- What you are asked to do
Repeat the lines below word for word.

- Data for the task
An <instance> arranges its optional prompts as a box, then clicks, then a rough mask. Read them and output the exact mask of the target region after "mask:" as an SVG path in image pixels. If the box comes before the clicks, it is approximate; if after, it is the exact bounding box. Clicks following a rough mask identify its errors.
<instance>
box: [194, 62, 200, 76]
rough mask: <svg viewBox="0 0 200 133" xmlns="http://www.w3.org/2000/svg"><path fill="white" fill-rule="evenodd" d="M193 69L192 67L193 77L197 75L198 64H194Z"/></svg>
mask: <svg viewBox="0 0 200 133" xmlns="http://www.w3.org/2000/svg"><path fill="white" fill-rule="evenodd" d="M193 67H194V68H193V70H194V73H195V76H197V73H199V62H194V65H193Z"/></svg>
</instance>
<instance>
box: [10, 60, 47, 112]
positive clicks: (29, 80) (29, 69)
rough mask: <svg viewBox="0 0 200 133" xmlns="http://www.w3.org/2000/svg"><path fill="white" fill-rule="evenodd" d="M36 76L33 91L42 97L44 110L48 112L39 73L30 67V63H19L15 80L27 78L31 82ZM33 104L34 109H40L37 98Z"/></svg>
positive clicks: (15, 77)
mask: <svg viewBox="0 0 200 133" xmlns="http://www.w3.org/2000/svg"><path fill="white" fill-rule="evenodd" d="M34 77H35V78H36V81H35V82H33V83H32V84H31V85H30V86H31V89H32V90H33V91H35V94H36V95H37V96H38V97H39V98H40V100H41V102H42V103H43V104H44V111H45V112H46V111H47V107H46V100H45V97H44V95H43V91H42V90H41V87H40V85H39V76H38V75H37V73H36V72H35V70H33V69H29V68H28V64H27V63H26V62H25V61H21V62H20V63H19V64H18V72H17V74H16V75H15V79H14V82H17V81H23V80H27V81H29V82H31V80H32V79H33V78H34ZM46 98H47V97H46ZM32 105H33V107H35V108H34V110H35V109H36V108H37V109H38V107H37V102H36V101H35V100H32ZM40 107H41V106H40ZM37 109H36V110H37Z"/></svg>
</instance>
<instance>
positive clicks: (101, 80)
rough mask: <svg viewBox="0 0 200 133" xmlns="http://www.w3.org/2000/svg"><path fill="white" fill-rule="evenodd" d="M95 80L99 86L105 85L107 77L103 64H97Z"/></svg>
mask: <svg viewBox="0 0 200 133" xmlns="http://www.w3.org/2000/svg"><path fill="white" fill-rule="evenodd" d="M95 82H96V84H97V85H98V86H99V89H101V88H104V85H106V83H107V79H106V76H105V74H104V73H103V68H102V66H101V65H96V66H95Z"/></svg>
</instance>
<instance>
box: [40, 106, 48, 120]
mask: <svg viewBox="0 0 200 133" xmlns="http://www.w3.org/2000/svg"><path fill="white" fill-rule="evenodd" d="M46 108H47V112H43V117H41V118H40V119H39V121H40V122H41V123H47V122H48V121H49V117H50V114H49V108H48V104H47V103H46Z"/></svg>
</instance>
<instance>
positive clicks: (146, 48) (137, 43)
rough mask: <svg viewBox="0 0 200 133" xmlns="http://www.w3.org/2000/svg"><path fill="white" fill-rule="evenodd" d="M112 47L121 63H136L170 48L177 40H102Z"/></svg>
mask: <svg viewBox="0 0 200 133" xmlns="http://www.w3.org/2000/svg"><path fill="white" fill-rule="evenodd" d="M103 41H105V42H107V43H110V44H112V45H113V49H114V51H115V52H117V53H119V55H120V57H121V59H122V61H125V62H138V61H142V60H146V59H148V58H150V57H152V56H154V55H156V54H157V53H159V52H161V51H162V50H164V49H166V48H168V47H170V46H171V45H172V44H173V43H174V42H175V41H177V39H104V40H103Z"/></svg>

- Task output
An <instance> arranges its optional prompts as a box, then clicks, then a rough mask. Read them and output the exact mask of the target region after "mask:" as an SVG path in image pixels. If the box comes before the clicks, it is approximate; if after, it is the exact bounding box. Clicks following a rough mask identify its errors.
<instance>
box: [194, 62, 200, 76]
rough mask: <svg viewBox="0 0 200 133" xmlns="http://www.w3.org/2000/svg"><path fill="white" fill-rule="evenodd" d="M193 69L192 67L193 77L197 75L198 64H194Z"/></svg>
mask: <svg viewBox="0 0 200 133" xmlns="http://www.w3.org/2000/svg"><path fill="white" fill-rule="evenodd" d="M193 67H194V68H193V70H194V73H195V76H197V73H199V62H194V65H193Z"/></svg>
</instance>
<instance>
box: [10, 60, 47, 112]
positive clicks: (29, 80) (29, 69)
rough mask: <svg viewBox="0 0 200 133" xmlns="http://www.w3.org/2000/svg"><path fill="white" fill-rule="evenodd" d="M36 76L33 91L42 97L44 110L48 112L39 73L30 67V63H19L15 80L27 78L31 82ZM33 104L34 109H40L37 98Z"/></svg>
positive clicks: (15, 77)
mask: <svg viewBox="0 0 200 133" xmlns="http://www.w3.org/2000/svg"><path fill="white" fill-rule="evenodd" d="M34 77H35V78H36V81H35V82H33V83H32V84H31V85H30V86H31V89H32V90H33V91H35V94H36V95H37V96H38V97H39V98H40V100H41V102H42V103H43V104H44V111H45V112H46V111H47V107H46V100H45V97H44V95H43V91H42V90H41V87H40V85H39V76H38V75H37V73H36V72H35V70H33V69H29V68H28V64H27V63H26V62H25V61H21V62H20V63H19V64H18V72H17V74H16V75H15V79H14V82H17V81H23V80H27V81H29V82H31V80H32V79H33V78H34ZM46 98H47V97H46ZM32 105H33V107H35V108H34V110H35V109H36V108H37V109H38V107H37V102H36V101H35V100H32ZM40 107H41V106H40ZM37 109H36V110H37Z"/></svg>
</instance>
<instance>
positive clicks: (101, 80)
rough mask: <svg viewBox="0 0 200 133" xmlns="http://www.w3.org/2000/svg"><path fill="white" fill-rule="evenodd" d="M95 80L99 86L105 85L107 77L103 64H97Z"/></svg>
mask: <svg viewBox="0 0 200 133" xmlns="http://www.w3.org/2000/svg"><path fill="white" fill-rule="evenodd" d="M95 82H96V84H97V85H98V86H99V89H101V88H104V85H106V83H107V79H106V76H105V74H104V73H103V68H102V66H101V65H96V66H95Z"/></svg>
</instance>
<instance>
box: [40, 106, 48, 120]
mask: <svg viewBox="0 0 200 133" xmlns="http://www.w3.org/2000/svg"><path fill="white" fill-rule="evenodd" d="M46 108H47V112H43V117H41V118H40V119H39V121H40V122H41V123H47V122H48V121H49V117H50V114H49V108H48V104H47V103H46Z"/></svg>
</instance>
<instance>
positive clicks: (146, 48) (137, 43)
rough mask: <svg viewBox="0 0 200 133" xmlns="http://www.w3.org/2000/svg"><path fill="white" fill-rule="evenodd" d="M112 47L121 63H136L170 48L177 40H102Z"/></svg>
mask: <svg viewBox="0 0 200 133" xmlns="http://www.w3.org/2000/svg"><path fill="white" fill-rule="evenodd" d="M103 41H105V42H107V43H110V44H112V45H113V49H114V51H115V52H117V53H119V55H120V57H121V59H122V61H125V62H138V61H142V60H146V59H148V58H150V57H152V56H154V55H156V54H157V53H159V52H161V51H162V50H164V49H166V48H168V47H170V46H171V45H172V44H173V43H174V42H175V41H177V39H104V40H103Z"/></svg>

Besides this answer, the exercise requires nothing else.